→ REQUEST
Leave out the pictures and copy everything else in the entries exactly.

→ RECORDS FOR PROCESSING
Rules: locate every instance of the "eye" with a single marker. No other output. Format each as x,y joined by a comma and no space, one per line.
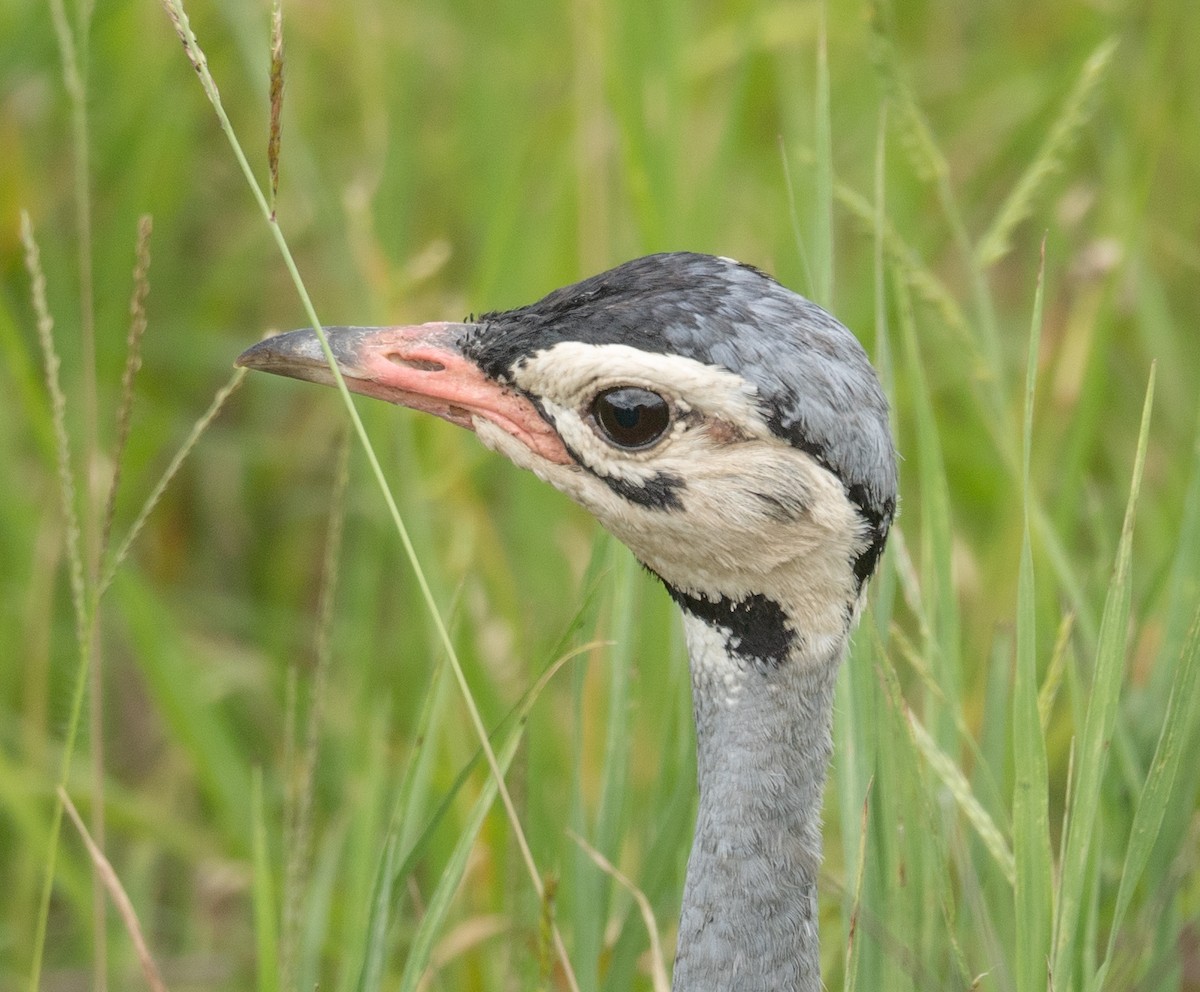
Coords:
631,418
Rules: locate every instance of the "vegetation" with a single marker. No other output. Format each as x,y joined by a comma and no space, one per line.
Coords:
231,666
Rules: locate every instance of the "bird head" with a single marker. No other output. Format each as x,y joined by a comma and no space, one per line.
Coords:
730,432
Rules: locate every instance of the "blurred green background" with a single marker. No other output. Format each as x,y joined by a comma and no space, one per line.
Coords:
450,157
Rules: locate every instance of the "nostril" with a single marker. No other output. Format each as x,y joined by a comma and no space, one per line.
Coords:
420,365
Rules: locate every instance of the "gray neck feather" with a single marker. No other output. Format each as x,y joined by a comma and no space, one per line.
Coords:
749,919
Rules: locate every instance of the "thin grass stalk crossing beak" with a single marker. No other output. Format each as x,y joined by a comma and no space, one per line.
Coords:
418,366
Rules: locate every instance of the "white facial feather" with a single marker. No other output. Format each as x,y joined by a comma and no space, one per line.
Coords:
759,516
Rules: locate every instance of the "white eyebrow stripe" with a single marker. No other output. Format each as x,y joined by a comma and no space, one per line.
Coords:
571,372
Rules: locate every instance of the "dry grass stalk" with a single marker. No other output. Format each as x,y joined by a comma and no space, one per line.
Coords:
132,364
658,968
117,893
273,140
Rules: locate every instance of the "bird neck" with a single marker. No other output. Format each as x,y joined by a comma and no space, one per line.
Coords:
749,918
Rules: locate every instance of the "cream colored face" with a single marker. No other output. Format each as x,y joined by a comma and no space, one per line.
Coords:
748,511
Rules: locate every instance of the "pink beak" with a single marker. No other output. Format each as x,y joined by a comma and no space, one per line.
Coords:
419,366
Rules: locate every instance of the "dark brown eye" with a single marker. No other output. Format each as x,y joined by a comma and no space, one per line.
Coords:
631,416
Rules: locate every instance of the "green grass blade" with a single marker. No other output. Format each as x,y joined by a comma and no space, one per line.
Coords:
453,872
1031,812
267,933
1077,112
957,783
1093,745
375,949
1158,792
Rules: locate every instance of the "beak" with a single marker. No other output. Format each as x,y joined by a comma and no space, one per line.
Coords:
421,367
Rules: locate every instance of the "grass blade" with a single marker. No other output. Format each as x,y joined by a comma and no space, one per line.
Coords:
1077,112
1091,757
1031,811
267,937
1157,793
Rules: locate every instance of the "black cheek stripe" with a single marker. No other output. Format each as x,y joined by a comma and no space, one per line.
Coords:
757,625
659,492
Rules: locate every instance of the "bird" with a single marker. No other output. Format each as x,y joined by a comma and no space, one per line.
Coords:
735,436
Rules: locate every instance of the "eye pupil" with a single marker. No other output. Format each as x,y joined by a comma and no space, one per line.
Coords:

→ WRITTEN SOLUTION
Rules: locate every instance of the "eye" with a single marker. No other output. Format each as x,y joined by a comma and no space, one per line.
Coords:
631,418
Rules: locate every instance of the "vegetation" with a single marker. No other output. Format each as x,y joined by a comma and no space, one per line.
Coords:
231,666
Rules: locate every instance of the "bird head" with a single marker. No other output. Format each as x,y joined by a comma and no space, one per line.
Coords:
730,432
Rules: locate every instance of the "blurred green background" with a single marker. No other output. Format each as x,y joined by a comma and no space, one per line.
Coords:
450,157
Rules: locate every instance of the "nostril" with a single marker. No other output. Format each as x,y joined by a comma and no space, one per line.
Coords:
420,365
Rules: locate every instance of the "gray neck feather" with a single marker. No other output. Format each as x,y joined by a comma and no space, one per line.
Coords:
749,919
Rules: locate every instance of the "thin grass stalk crossing beak" with a single marker. No other output. Format each as x,y joined by a comma and no space, one per line.
Coords:
418,366
Rules: locate every instance of the "white facial feather" with a single marker. No other output. Format each as x,y joined by a comma and no space, one per line.
Coords:
759,516
Rules: locate every instance of the "white eyebrow stripe" with a single marker. No other output. Format each as x,y joined by a comma and no space, one per line.
Coords:
571,372
Rules: locate every instance of the "dry grass stalk" with a single marker. No other output. Format each as x,y joined by a comma and no space, one per line.
Coords:
132,364
658,968
117,893
273,140
Rules: locate every instance of the "bird neck" with a single marker. No other output. Format each as x,y joined by a comma and no space, one per line.
Coords:
749,918
Rules: locate every instance of the "cream colored face" with a single marker. No other output. Format each as x,y joined by a comma and no space, one per line.
Coords:
748,511
Rules: locate every instance of the "pink beak" with a single marker. No other output. Format each as x,y joined by a comma and no space, one per line.
Coords:
419,366
Rules: locate every instance of the "dark brown eye" with a single marker. No other output. Format each as x,y joined by a comma and no space, one per line.
Coords:
631,416
Rules: locate every instance of the "green grass blade" with a single marker. No other output. Format each as x,y joined by a comma and no space, one per line.
Coords:
453,872
1031,812
267,933
1077,112
957,783
1093,745
375,949
1158,792
Rules: locate every instance of the "beak" with a single marker. No other output. Format each as x,y joined by a comma and no space, one per line.
Coords:
421,367
Rules: locate every instance of the "grass blade" with a single marker. No other output. Format each as x,y joined by a comma and no space, one per line.
Coords:
1077,112
1091,757
1031,811
267,937
1157,793
Rules: locate every instance of the "black cheek stripe" with a single marker. No other output. Format each as x,y joined by a comma and no space, one per line.
Coords:
757,625
659,492
Rules: locate every instance of the "bird" with a single marker. No other output. Format each as x,y joined by a comma and no space, one per line.
Coords:
735,436
Rules: locate every instance of the "eye pupil" with a single marker. No other output. Format each as x,y joined by a comma and no space, one per line.
Coords:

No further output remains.